### Work instruction
In full and unchanged, output the entries that follow.

Information supplied START

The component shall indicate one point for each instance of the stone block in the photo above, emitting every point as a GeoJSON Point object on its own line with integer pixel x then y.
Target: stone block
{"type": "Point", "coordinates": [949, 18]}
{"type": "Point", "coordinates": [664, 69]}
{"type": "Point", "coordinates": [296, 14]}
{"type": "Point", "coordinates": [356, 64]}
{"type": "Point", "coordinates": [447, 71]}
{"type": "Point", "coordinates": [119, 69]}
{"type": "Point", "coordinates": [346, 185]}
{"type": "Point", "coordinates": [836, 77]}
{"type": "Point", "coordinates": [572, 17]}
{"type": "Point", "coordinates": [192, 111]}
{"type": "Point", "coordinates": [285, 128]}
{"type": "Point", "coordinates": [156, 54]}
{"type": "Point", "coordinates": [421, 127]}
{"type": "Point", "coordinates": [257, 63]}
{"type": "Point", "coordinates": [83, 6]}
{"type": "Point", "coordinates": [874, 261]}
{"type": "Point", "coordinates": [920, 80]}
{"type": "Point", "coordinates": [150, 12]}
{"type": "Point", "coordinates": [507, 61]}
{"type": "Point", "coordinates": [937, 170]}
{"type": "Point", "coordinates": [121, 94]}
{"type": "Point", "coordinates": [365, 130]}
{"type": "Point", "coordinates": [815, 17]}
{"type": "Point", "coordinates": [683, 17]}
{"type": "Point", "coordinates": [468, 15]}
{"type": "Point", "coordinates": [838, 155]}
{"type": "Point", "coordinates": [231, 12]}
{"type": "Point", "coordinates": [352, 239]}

Information supplied END

### Reply
The component shall indicate one point for each instance of the stone block in the photo above, emitting every point as a GeoJSON Point object on its own line with integer pixel x then y.
Target: stone block
{"type": "Point", "coordinates": [949, 18]}
{"type": "Point", "coordinates": [664, 69]}
{"type": "Point", "coordinates": [296, 14]}
{"type": "Point", "coordinates": [356, 64]}
{"type": "Point", "coordinates": [447, 71]}
{"type": "Point", "coordinates": [119, 69]}
{"type": "Point", "coordinates": [346, 185]}
{"type": "Point", "coordinates": [836, 77]}
{"type": "Point", "coordinates": [572, 17]}
{"type": "Point", "coordinates": [192, 111]}
{"type": "Point", "coordinates": [285, 128]}
{"type": "Point", "coordinates": [156, 54]}
{"type": "Point", "coordinates": [421, 127]}
{"type": "Point", "coordinates": [257, 63]}
{"type": "Point", "coordinates": [83, 6]}
{"type": "Point", "coordinates": [874, 261]}
{"type": "Point", "coordinates": [920, 80]}
{"type": "Point", "coordinates": [150, 12]}
{"type": "Point", "coordinates": [507, 61]}
{"type": "Point", "coordinates": [937, 170]}
{"type": "Point", "coordinates": [121, 94]}
{"type": "Point", "coordinates": [365, 130]}
{"type": "Point", "coordinates": [815, 17]}
{"type": "Point", "coordinates": [683, 17]}
{"type": "Point", "coordinates": [468, 15]}
{"type": "Point", "coordinates": [838, 155]}
{"type": "Point", "coordinates": [231, 12]}
{"type": "Point", "coordinates": [352, 239]}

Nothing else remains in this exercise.